## WHAT IS NEEDED
When you reach the line in the listing below that contains "Target: green grass", begin returning lines exactly as written, and stop after the line that contains "Target: dirt path". Return no other lines.

## PROVIDED DATA

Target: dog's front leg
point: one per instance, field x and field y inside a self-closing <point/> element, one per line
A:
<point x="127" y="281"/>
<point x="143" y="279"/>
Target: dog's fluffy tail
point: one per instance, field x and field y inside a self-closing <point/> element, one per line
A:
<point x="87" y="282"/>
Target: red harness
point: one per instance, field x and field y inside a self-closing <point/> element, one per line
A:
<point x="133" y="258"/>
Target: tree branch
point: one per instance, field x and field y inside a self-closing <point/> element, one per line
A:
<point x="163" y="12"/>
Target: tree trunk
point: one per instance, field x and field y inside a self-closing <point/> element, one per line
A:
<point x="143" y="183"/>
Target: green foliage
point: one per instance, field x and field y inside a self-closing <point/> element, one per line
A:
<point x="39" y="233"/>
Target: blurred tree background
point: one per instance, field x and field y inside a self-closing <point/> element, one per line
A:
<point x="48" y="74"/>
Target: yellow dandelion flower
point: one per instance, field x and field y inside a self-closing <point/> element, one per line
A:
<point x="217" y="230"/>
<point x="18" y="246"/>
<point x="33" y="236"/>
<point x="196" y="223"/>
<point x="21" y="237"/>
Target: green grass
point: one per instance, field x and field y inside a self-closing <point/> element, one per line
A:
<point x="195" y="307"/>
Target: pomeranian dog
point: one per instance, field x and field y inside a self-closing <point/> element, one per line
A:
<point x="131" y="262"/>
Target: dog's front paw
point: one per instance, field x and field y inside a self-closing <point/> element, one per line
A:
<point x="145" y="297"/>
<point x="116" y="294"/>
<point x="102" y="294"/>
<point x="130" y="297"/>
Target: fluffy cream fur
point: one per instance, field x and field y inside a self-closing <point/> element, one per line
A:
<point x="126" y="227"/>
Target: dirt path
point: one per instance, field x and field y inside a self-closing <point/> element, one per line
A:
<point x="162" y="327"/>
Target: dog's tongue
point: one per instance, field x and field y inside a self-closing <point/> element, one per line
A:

## TASK ANSWER
Target: green grass
point: one per instance, field x and field y inside a self-closing <point/> element, one per line
A:
<point x="195" y="307"/>
Target: pomeranian dog
point: one per instance, field x and field y inside a self-closing <point/> element, one per line
A:
<point x="131" y="262"/>
Target: dog's front paw
point: one per instance, field x and field y inside a self-closing <point/> element, one per line
A:
<point x="145" y="297"/>
<point x="116" y="294"/>
<point x="102" y="294"/>
<point x="130" y="297"/>
Target: fluffy cream fur
point: one per instance, field x and field y inside a self-closing <point/> element, one per line
A:
<point x="126" y="227"/>
Target: dirt path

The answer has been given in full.